- Exercise prompt -
Everything in the records should be repeated exactly.

--- START ---

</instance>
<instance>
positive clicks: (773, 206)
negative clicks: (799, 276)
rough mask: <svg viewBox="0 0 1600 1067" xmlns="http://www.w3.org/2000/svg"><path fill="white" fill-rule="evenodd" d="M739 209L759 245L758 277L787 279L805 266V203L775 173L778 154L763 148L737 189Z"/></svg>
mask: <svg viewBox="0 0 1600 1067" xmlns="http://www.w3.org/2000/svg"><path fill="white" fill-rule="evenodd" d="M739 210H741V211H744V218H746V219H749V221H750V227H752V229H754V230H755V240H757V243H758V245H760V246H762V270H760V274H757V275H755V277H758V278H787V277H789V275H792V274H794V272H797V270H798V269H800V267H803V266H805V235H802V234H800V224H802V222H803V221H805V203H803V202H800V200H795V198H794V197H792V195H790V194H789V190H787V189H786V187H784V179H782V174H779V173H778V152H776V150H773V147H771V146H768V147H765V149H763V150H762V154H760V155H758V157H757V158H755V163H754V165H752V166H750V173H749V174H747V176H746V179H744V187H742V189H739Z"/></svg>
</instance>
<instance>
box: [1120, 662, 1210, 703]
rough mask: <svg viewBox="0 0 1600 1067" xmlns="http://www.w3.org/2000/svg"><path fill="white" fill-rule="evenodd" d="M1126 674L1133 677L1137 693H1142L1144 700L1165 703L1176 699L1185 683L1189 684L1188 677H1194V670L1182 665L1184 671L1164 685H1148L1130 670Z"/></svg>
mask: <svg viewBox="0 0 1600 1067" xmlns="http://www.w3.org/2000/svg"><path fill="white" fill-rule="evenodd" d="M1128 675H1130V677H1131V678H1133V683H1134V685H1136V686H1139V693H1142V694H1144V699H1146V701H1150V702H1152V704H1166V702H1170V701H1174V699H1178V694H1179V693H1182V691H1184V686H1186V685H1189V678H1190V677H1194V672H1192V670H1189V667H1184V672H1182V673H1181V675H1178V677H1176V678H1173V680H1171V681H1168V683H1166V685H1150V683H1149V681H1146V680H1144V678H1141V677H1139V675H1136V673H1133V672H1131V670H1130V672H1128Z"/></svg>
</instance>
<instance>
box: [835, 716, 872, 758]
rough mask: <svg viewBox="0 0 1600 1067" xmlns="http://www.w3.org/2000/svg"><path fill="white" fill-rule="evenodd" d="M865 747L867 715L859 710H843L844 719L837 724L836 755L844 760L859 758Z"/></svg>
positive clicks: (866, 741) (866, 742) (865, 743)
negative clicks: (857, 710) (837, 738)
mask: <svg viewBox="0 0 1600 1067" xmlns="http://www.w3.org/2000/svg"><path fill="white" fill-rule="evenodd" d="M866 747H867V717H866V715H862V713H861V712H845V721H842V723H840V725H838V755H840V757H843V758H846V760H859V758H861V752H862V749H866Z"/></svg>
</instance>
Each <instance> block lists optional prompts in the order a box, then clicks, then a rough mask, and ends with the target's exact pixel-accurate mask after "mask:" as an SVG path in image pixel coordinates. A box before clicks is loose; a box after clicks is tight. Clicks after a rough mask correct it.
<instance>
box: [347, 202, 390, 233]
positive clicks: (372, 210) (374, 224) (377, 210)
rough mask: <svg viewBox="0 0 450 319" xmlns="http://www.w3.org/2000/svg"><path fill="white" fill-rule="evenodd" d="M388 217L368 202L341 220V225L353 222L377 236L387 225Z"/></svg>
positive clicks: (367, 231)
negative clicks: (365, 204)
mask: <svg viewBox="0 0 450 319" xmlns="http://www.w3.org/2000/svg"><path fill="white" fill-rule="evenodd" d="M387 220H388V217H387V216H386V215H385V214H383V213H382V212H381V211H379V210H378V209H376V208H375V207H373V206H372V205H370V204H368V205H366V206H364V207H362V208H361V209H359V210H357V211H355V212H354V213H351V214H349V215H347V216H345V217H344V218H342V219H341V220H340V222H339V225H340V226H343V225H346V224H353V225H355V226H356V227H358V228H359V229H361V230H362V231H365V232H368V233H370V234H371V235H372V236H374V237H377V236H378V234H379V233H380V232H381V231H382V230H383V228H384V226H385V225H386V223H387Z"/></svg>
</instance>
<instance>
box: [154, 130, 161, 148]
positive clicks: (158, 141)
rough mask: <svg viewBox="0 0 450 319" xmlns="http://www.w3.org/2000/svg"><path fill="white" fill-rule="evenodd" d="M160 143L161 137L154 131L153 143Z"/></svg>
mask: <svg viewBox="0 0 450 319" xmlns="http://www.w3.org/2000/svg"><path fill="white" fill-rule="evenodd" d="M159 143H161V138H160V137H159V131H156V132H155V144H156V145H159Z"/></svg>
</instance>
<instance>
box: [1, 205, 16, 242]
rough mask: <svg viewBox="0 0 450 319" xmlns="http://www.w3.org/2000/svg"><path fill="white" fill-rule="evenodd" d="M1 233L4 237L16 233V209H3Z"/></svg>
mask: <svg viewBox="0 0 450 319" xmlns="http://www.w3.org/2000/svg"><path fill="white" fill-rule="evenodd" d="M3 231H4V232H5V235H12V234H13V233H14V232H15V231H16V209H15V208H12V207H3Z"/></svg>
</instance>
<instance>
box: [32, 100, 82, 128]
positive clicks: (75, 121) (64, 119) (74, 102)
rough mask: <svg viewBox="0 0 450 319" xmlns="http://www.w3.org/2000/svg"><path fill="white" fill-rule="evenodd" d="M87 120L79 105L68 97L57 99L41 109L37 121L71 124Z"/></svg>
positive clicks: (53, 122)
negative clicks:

--- END ---

- Result -
</instance>
<instance>
positive clicks: (773, 206)
negative clicks: (799, 276)
rough mask: <svg viewBox="0 0 1600 1067" xmlns="http://www.w3.org/2000/svg"><path fill="white" fill-rule="evenodd" d="M739 209L759 245L758 277L787 279L805 266V203L775 173L778 154L763 148L737 189Z"/></svg>
mask: <svg viewBox="0 0 1600 1067" xmlns="http://www.w3.org/2000/svg"><path fill="white" fill-rule="evenodd" d="M739 210H741V211H744V218H746V219H749V221H750V227H752V229H754V230H755V240H757V243H758V245H760V246H762V270H760V274H757V275H755V277H758V278H787V277H789V275H792V274H794V272H797V270H798V269H800V267H803V266H805V235H802V234H800V224H802V222H803V221H805V203H803V202H800V200H795V198H794V197H792V195H790V194H789V190H787V189H786V187H784V179H782V174H779V173H778V152H776V150H773V147H771V146H768V147H765V149H763V150H762V154H760V155H758V157H757V158H755V163H754V165H752V166H750V173H749V174H747V176H746V179H744V187H742V189H739Z"/></svg>
</instance>
<instance>
box: [1120, 662, 1210, 703]
rough mask: <svg viewBox="0 0 1600 1067" xmlns="http://www.w3.org/2000/svg"><path fill="white" fill-rule="evenodd" d="M1126 674L1133 677L1137 693H1142L1144 700L1165 703L1176 699L1185 683L1189 684L1188 677H1194V670L1182 665L1184 671L1164 685H1148L1130 670Z"/></svg>
mask: <svg viewBox="0 0 1600 1067" xmlns="http://www.w3.org/2000/svg"><path fill="white" fill-rule="evenodd" d="M1128 675H1130V677H1131V678H1133V683H1134V685H1136V686H1139V693H1142V694H1144V699H1146V701H1150V702H1152V704H1166V702H1170V701H1174V699H1178V694H1179V693H1182V691H1184V686H1186V685H1189V678H1190V677H1194V672H1192V670H1189V667H1184V672H1182V673H1181V675H1178V677H1176V678H1173V680H1171V681H1168V683H1166V685H1150V683H1149V681H1146V680H1144V678H1141V677H1139V675H1136V673H1133V672H1131V670H1130V672H1128Z"/></svg>
</instance>
<instance>
box: [835, 716, 872, 758]
rough mask: <svg viewBox="0 0 1600 1067" xmlns="http://www.w3.org/2000/svg"><path fill="white" fill-rule="evenodd" d="M865 747L867 715L859 710H843L844 719L837 724L836 755L844 760L859 758Z"/></svg>
positive clicks: (866, 741) (866, 742) (865, 743)
negative clicks: (857, 710) (837, 738)
mask: <svg viewBox="0 0 1600 1067" xmlns="http://www.w3.org/2000/svg"><path fill="white" fill-rule="evenodd" d="M866 747H867V717H866V715H862V713H861V712H845V721H842V723H840V725H838V755H840V757H843V758H846V760H859V758H861V752H862V749H866Z"/></svg>
</instance>
Each <instance> block lists optional prompts in the order a box, then clicks, then a rough mask, and ends with the target's exact pixel-accurate mask after "mask:" as an SVG path in image pixel coordinates. A box before clicks is loose; a box after clicks is tight. Clicks after a rough mask correct it.
<instance>
box: [347, 202, 390, 233]
positive clicks: (372, 210) (374, 224) (377, 210)
rough mask: <svg viewBox="0 0 450 319" xmlns="http://www.w3.org/2000/svg"><path fill="white" fill-rule="evenodd" d="M388 217L368 202L341 220V225L353 222L377 236L387 225Z"/></svg>
positive clicks: (367, 231)
negative clicks: (365, 204)
mask: <svg viewBox="0 0 450 319" xmlns="http://www.w3.org/2000/svg"><path fill="white" fill-rule="evenodd" d="M387 220H388V217H387V216H386V215H385V214H383V213H382V212H381V211H379V210H378V209H376V208H375V207H373V206H372V205H370V204H368V205H366V206H364V207H362V208H361V209H359V210H357V211H355V212H354V213H351V214H349V215H347V216H345V217H344V218H342V219H341V220H340V222H339V225H340V226H343V225H346V224H353V225H355V226H356V227H358V228H359V229H361V230H362V231H365V232H368V233H370V234H371V235H372V236H374V237H377V236H378V234H379V233H380V232H381V231H382V230H383V228H384V226H385V225H386V223H387Z"/></svg>
</instance>
<instance>
box: [154, 130, 161, 148]
positive clicks: (158, 141)
rough mask: <svg viewBox="0 0 450 319" xmlns="http://www.w3.org/2000/svg"><path fill="white" fill-rule="evenodd" d="M160 143L161 137L154 131L153 143Z"/></svg>
mask: <svg viewBox="0 0 450 319" xmlns="http://www.w3.org/2000/svg"><path fill="white" fill-rule="evenodd" d="M159 143H161V138H160V137H159V131H156V132H155V144H156V145H159Z"/></svg>
</instance>
<instance>
box: [1, 205, 16, 242]
rough mask: <svg viewBox="0 0 450 319" xmlns="http://www.w3.org/2000/svg"><path fill="white" fill-rule="evenodd" d="M1 233L4 237L16 233V209H3Z"/></svg>
mask: <svg viewBox="0 0 450 319" xmlns="http://www.w3.org/2000/svg"><path fill="white" fill-rule="evenodd" d="M3 231H4V232H5V235H12V234H13V233H14V232H15V231H16V209H15V208H12V207H3Z"/></svg>
</instance>
<instance>
box: [32, 100, 82, 128]
positive clicks: (75, 121) (64, 119) (74, 102)
rough mask: <svg viewBox="0 0 450 319" xmlns="http://www.w3.org/2000/svg"><path fill="white" fill-rule="evenodd" d="M87 120L79 105L68 97L57 99L41 109L37 121L71 124Z"/></svg>
positive clicks: (53, 122)
negative clicks:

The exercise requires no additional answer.